*** SUPPLIED TEXT

Realism and Anonymity


Thoughts on a couple of recent blog-related discussions:

First, I endorse Eduwonk's take on NAEP scores and their meaning in relation to recent state-specific assessment results. The recent dramatic test score gains in New York and now Maryland have produced a spate of circular reasoning on the part of the "NCLB is a conspiracy to destroy public education and pave the way for Wal-Mart to take over the schools" crowd. That argument holds that the pace of improvement and narrowing of class-based achievement disparities envisioned under the law are absurd and unrealistic--thus, the conspiracy. As evidence, they note that such improvement has never happened before. Now that it's actually happening, the argument is, apparently, that it can't actually be happening, because it's never happened before. Or something.  

Second, it's clarifying to read Eduwonkette's back-and-forth with Jay Greene. The basic problem is that she's jumbling up a discussion of peer review with a discussion of motive and and anonymity. Here she puts blog posts, think tank publications, and academic research on a single continuum of "credibility," asserting that peer-reviewed research is most credible, think stuff less so, and blogs least of all.  But this misses the obvious point that credibility and the processes used to ensure it are highly dependent on purpose. 

The purpose of academic research is to inform, to add to a collective body of knowledge. As a result, credibility assurance processes have been developed that make sense given that purpose, primarily peer review and transparency of sources and methods. Motive and authorship aren't as important--when I read an article in an academic journal, I'm less concerned with who did the work than how they did it, where the data came from and what methods were used for analysis. It wouldn't really bother me if authorship were attributed to "An assistant professor at Columbia University" as opposed to an actual named person; the format of academic research is such that the things I need to know to judge credibility are right there in black and white, or embedded in the journal's publicly stated peer review process.

******
*** INFORMATION PROVIDED

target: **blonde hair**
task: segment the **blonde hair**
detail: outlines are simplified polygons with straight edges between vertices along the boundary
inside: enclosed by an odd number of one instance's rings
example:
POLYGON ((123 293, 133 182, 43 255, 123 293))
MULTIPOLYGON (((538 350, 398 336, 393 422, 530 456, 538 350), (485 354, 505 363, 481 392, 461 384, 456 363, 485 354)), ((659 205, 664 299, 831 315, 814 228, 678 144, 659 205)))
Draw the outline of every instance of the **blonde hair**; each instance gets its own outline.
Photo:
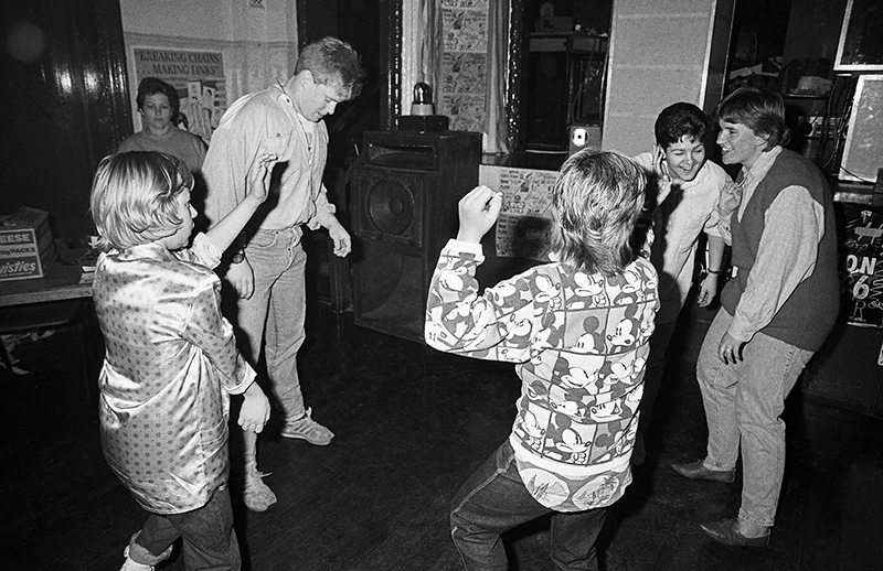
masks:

******
*** INFORMATION PROVIDED

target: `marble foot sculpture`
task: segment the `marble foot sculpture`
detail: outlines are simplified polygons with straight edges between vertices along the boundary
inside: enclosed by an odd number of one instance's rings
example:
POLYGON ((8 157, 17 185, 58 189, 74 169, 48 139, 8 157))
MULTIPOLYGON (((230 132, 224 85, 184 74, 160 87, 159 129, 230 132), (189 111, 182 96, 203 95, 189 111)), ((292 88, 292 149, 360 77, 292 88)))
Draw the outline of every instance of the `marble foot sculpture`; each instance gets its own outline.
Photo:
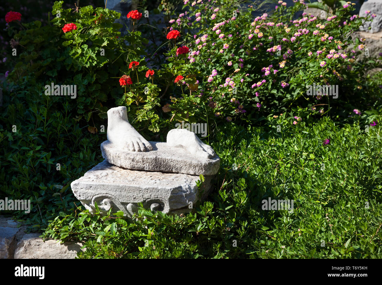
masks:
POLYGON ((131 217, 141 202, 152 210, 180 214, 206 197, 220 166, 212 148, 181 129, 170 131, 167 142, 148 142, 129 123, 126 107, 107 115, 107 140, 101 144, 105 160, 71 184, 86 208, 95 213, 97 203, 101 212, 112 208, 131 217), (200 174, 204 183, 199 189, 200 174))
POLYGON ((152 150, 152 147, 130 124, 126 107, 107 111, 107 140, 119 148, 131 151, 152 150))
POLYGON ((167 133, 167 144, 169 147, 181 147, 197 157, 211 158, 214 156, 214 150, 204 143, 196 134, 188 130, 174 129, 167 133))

******
*** INFORMATION PROVIDED

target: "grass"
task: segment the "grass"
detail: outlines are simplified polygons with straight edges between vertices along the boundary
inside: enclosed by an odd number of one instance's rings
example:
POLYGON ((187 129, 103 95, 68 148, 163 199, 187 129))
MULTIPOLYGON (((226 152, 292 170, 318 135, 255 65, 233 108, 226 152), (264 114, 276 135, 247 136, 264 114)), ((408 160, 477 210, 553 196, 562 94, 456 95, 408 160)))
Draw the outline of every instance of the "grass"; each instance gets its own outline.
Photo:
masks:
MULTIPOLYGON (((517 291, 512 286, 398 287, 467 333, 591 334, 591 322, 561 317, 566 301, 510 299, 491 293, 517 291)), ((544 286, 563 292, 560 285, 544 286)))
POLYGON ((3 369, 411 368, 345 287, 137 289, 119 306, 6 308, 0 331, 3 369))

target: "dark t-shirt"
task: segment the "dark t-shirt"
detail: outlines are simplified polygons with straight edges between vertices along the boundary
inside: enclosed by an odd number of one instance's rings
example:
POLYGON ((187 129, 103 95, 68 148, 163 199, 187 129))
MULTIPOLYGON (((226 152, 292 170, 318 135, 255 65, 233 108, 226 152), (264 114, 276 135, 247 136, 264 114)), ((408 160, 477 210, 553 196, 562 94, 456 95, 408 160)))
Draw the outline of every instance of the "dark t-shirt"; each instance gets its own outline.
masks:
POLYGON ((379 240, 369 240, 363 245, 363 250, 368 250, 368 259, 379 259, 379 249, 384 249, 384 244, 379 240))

******

◆ **TASK BRIEF**
Restate the stretch of the blog post on realism and anonymity from "Thoughts on a" through "before. Or something.", substituting "Virginia" for "Maryland".

◆ **REPLY**
Thoughts on a couple of recent blog-related discussions:

First, I endorse Eduwonk's take on NAEP scores and their meaning in relation to recent state-specific assessment results. The recent dramatic test score gains in New York and now Virginia have produced a spate of circular reasoning on the part of the "NCLB is a conspiracy to destroy public education and pave the way for Wal-Mart to take over the schools" crowd. That argument holds that the pace of improvement and narrowing of class-based achievement disparities envisioned under the law are absurd and unrealistic--thus, the conspiracy. As evidence, they note that such improvement has never happened before. Now that it's actually happening, the argument is, apparently, that it can't actually be happening, because it's never happened before. Or something.